What you have to do
Scan the records below for the line with "target: low cloud" and the line with "sample | <point>169,72</point>". Repeat those two lines and every line between them exactly, and nothing else.

________________________________________

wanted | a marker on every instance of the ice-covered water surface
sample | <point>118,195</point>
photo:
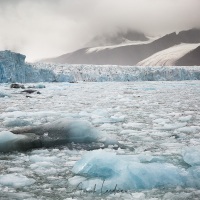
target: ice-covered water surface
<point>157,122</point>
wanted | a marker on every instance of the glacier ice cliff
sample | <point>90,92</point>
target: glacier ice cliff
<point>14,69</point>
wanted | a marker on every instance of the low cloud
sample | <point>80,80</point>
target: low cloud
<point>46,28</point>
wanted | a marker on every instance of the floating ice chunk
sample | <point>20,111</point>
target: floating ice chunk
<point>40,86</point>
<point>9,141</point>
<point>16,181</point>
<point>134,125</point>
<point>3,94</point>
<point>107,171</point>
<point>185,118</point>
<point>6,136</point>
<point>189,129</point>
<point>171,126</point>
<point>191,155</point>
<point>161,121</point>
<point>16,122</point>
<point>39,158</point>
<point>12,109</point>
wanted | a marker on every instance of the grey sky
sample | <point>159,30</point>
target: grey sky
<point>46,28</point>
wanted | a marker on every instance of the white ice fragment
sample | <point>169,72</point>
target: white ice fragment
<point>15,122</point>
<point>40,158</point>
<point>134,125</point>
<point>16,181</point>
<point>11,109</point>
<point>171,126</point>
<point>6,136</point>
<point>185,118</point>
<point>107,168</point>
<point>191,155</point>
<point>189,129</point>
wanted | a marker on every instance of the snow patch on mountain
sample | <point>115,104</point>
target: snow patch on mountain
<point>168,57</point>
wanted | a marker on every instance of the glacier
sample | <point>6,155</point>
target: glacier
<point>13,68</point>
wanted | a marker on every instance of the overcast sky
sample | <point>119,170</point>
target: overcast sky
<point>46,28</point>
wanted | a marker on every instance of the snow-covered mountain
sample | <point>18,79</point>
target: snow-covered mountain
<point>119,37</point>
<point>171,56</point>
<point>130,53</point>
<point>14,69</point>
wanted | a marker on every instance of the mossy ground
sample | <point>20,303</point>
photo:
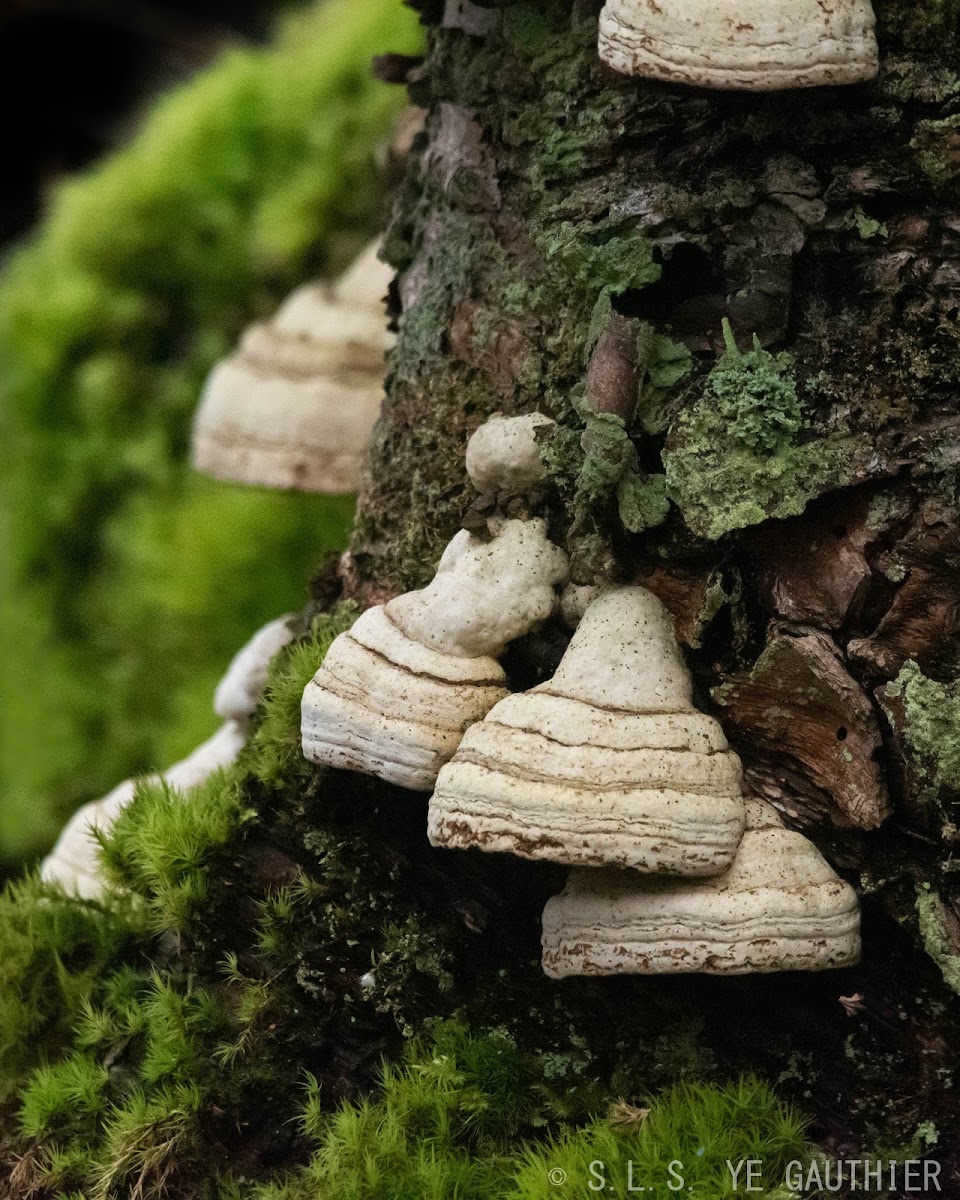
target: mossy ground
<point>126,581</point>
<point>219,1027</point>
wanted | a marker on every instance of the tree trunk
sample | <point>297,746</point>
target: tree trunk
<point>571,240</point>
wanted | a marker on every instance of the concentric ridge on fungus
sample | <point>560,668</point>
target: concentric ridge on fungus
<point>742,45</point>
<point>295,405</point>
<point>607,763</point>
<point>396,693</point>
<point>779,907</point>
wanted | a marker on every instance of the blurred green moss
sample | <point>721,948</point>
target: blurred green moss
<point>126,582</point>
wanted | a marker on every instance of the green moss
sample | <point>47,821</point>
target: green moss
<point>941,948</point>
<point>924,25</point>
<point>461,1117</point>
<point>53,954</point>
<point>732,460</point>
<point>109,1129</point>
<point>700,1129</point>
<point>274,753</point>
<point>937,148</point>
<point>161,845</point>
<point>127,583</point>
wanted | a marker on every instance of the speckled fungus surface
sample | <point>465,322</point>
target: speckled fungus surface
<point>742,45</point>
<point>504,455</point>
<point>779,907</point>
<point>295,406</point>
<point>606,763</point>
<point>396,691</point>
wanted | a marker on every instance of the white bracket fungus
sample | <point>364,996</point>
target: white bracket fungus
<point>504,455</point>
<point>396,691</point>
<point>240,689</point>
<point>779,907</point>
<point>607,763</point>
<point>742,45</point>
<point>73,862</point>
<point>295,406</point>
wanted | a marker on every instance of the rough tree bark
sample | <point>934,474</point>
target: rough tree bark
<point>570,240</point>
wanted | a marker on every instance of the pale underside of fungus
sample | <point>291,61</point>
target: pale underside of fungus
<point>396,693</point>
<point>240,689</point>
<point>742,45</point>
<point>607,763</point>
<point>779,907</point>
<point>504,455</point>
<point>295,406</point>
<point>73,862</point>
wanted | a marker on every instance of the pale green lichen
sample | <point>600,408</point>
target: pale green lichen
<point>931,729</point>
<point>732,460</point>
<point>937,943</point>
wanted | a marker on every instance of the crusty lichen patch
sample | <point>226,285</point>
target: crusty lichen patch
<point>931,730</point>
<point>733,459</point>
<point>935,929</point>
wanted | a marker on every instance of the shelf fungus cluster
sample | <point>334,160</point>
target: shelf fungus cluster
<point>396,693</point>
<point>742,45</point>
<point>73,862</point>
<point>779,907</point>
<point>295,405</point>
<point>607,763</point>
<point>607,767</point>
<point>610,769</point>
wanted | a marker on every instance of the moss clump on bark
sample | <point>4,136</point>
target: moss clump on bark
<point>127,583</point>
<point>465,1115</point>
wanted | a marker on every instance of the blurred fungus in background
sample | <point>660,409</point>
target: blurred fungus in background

________________________________________

Written solution
target: low cloud
<point>46,28</point>
wanted | a marker on every instance of the floating ice chunk
sample | <point>20,111</point>
target: floating ice chunk
<point>40,86</point>
<point>9,141</point>
<point>16,181</point>
<point>134,125</point>
<point>3,94</point>
<point>107,171</point>
<point>185,118</point>
<point>6,136</point>
<point>189,129</point>
<point>171,126</point>
<point>191,155</point>
<point>161,121</point>
<point>16,122</point>
<point>39,158</point>
<point>12,109</point>
wanted | a marker on every instance of the grey sky
sample | <point>159,30</point>
target: grey sky
<point>46,28</point>
wanted | a marker on every instance of the white ice fragment
sample | <point>169,72</point>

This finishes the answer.